• Selected passage:

[Start of section]

Classic challenge, new tool – addressing browser image caching issues with Hugo fingerprinting

Have you ever been on a support call with a service/vendor and they tell you – “Please, clear your browser cache!”

Or you’ve been on the development side of a website and you upload a new image on your website only for users to continue reporting that they still see the old image. Then you have to ask all of your users to refresh their browser, which is not an easy thing to do.

It’s a classic challenge with caching of assets like images and it generally has only one solution working in all cases.

Recently we had the same challenge with the new website at BeMe.ai and I thought: “Let’s explore a tool from the perspective of this challenge”. The tool is a static website generator called Hugo and the job to be done is to address the image caching challenge so that our parents of autistic children always see the latest image on our website developed by our illustrator – Antonio.

(image of a parent and a an autistic child. Used at https://beme.ai)

In this article I will go through what the challenge is, why there is a caching challenge, how it could be addressed without any framework, with Rails (Ruby on Rails) and with Hugo. My hope is to give you a good understanding of how the Hugo team thinks, in what terms and in what direction. This is not a Hugo tutorial, but more how I’ve focused on one challenge and tried to address it with Hugo.

The challenge of browser caching

When browsers visualise a webpage with images they request images from the server where the website is hosted. Images require much more bandwidth then text. Next time you visit the same website the browser will request the same image that will again require traffic. Images do not change often on websites so browsers prefer to cache the image – which means they are saved on the local storage of your device, be it mobile or desktop. Next time when you as a user open the same webpage the browser will not make a request to the server to get the same image as there is a copy of this same image already in your local storage.

The question here is how does the browser know that the image it has in its local storage is the same image as the one that is on the server. What if you’ve changed the image in the meantime and there is a new version on the server. It happened with us and an image that Antonio developed.

The answer is remarkably simple: The browser knows if the image in its local storage and the image on the server are the same if they have the same “url/name”.

Let me illustrate a scenario

A week ago:
A parent visited our website. The browser visualised the image called – parent-with-child.png
It stores a copy of parent-with-child.png in its local storage.

Image from BeMe.ai that had the wrong dashboard on the phone

Two days ago:
Antonio developed a new image of the parent and the child and we uploaded it at BeMe.ai. From now on the image located on parent-with-child.png is the second version.

Image improved by Antonio to have the correct dashboard on the phone. Taken from the BeMe.ai website.

[End of section]

• Entries shown:
[Start of section]

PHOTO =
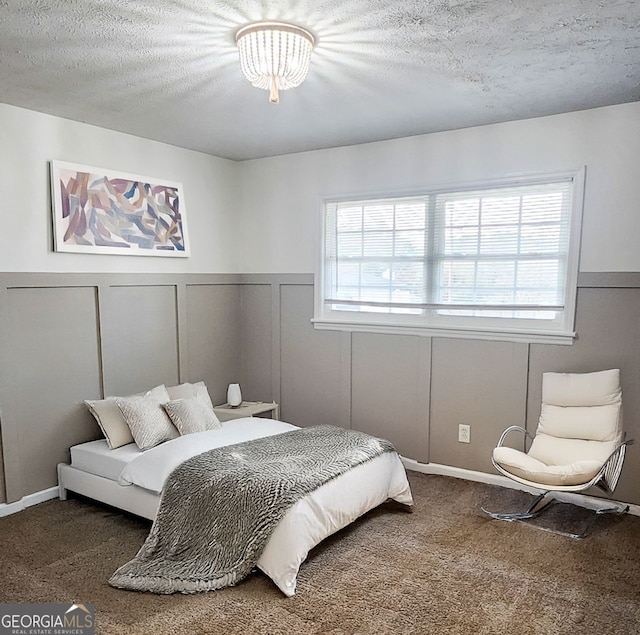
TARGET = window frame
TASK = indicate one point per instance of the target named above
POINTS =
(473, 327)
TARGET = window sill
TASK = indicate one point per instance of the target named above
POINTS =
(530, 337)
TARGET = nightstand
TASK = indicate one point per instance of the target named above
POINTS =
(225, 412)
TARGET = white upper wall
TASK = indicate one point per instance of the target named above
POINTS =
(29, 140)
(280, 196)
(264, 215)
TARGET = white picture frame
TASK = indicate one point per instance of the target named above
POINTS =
(101, 211)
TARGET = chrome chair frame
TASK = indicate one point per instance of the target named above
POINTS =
(606, 479)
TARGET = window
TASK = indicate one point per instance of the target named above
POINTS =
(497, 260)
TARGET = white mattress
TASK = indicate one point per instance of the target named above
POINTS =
(96, 458)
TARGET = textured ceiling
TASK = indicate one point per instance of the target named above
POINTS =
(168, 69)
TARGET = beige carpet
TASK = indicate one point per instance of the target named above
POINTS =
(443, 569)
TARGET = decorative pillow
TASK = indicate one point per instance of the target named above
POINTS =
(147, 420)
(111, 422)
(110, 419)
(187, 390)
(192, 415)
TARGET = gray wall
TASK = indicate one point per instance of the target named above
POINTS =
(69, 337)
(65, 338)
(416, 390)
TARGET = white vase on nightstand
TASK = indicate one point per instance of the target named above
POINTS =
(234, 396)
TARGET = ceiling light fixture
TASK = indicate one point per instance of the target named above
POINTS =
(274, 55)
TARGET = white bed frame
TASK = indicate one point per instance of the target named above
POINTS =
(130, 498)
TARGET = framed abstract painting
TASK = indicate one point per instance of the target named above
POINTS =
(98, 211)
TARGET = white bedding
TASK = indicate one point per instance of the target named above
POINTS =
(151, 469)
(320, 514)
(97, 458)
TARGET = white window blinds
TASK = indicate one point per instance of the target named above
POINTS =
(500, 253)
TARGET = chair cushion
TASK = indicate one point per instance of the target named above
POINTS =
(530, 469)
(582, 389)
(594, 423)
(554, 451)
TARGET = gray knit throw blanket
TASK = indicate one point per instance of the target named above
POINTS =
(219, 508)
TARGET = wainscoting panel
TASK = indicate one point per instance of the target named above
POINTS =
(312, 376)
(479, 383)
(69, 337)
(608, 327)
(53, 357)
(257, 342)
(390, 390)
(140, 338)
(213, 337)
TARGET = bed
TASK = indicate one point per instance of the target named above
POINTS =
(132, 480)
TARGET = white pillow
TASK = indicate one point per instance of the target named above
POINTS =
(187, 390)
(110, 419)
(147, 420)
(192, 415)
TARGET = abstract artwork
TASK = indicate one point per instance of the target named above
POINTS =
(104, 212)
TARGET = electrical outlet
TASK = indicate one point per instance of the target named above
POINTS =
(464, 433)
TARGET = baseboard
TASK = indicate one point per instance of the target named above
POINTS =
(590, 502)
(6, 509)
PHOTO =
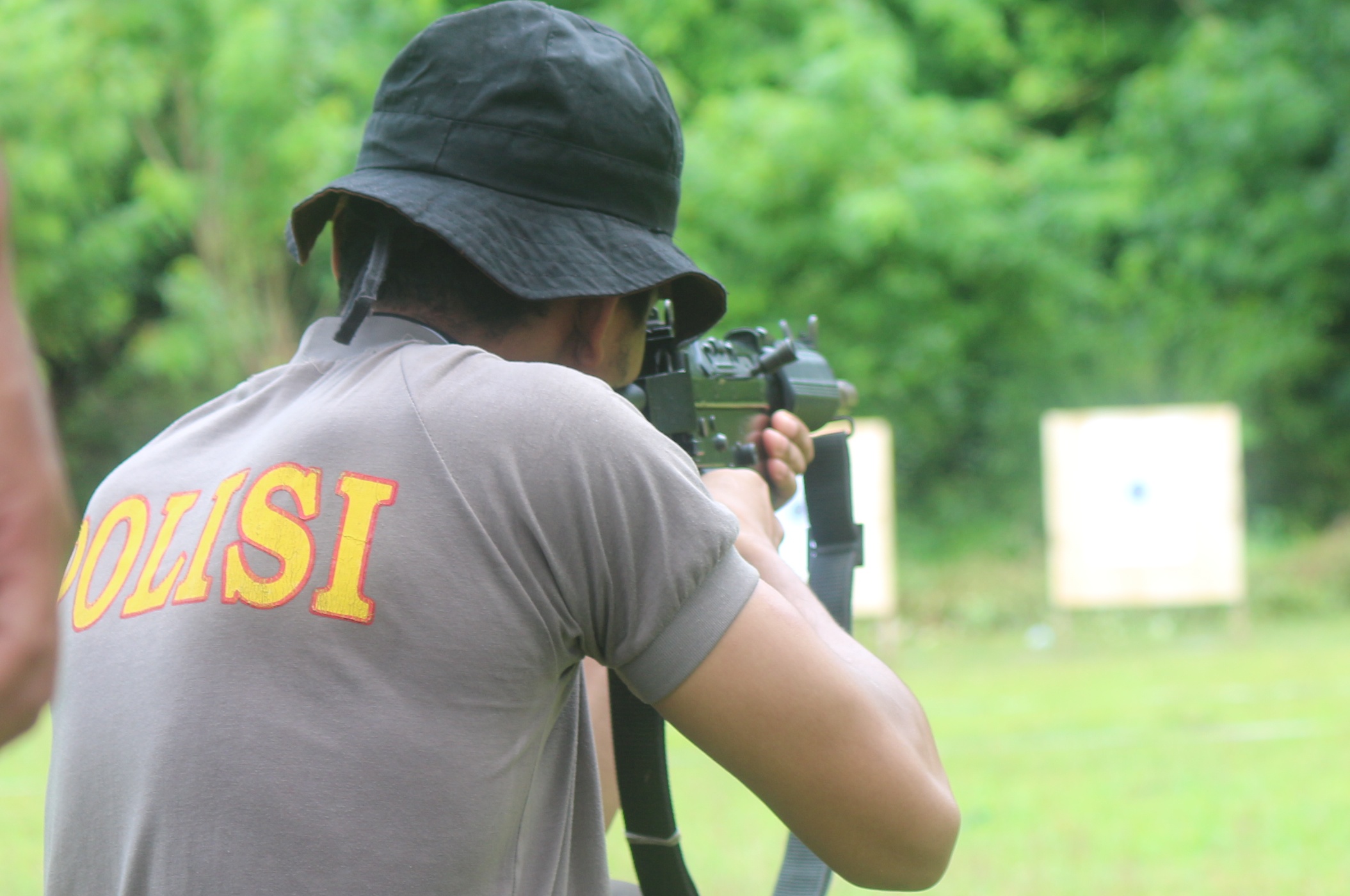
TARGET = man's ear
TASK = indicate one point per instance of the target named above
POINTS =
(591, 320)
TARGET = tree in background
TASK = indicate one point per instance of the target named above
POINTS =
(995, 207)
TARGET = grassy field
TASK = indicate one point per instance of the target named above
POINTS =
(1143, 756)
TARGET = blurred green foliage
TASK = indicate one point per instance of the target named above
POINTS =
(995, 205)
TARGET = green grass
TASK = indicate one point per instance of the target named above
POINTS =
(1136, 760)
(23, 775)
(1136, 757)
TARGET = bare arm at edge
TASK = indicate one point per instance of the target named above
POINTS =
(34, 516)
(817, 726)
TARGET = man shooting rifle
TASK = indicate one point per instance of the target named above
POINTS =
(326, 632)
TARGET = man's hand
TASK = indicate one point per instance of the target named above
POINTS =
(34, 517)
(787, 449)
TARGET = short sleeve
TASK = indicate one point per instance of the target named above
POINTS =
(639, 557)
(645, 556)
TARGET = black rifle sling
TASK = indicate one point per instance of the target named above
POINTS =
(836, 548)
(640, 732)
(646, 794)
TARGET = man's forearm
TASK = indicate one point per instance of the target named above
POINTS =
(33, 517)
(890, 691)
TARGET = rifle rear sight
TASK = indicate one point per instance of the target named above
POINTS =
(713, 396)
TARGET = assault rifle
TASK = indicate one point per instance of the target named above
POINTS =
(713, 397)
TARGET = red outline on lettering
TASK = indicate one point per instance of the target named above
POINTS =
(182, 556)
(365, 556)
(300, 520)
(72, 571)
(126, 544)
(215, 499)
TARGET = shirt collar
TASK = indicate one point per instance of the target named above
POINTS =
(376, 331)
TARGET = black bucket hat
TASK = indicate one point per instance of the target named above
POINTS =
(542, 146)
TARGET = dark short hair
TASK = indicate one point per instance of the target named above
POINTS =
(427, 275)
(424, 273)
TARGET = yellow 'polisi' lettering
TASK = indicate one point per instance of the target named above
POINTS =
(68, 578)
(196, 585)
(344, 595)
(277, 532)
(149, 595)
(135, 513)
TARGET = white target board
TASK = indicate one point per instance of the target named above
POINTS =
(872, 463)
(1144, 506)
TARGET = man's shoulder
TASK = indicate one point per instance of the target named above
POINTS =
(484, 388)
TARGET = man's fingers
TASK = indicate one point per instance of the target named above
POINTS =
(791, 426)
(779, 447)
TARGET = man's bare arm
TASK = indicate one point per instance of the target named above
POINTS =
(817, 726)
(34, 517)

[End of section]

• Task list:
(a) Say whether each statement agrees with the Hugo image caching article, answering yes or no and quoting the deciding words: (i) Images need less bandwidth than text. (ii) A browser judges its stored image and the server's image to be the same when they share a "url/name". (iii) The author presents the piece as a Hugo tutorial.
(b) In the Hugo image caching article, the author names several ways of addressing the caching challenge that the article will cover. List all of them.

• Results of the tasks:
(a)
(i) No: "Images require much more bandwidth then text."
(ii) Yes: "The browser knows if the image in its local storage and the image on the server are the same if they have the same “url/name”."
(iii) No: "This is not a Hugo tutorial"

(b)
- Without any framework
- With Rails (Ruby on Rails)
- With Hugo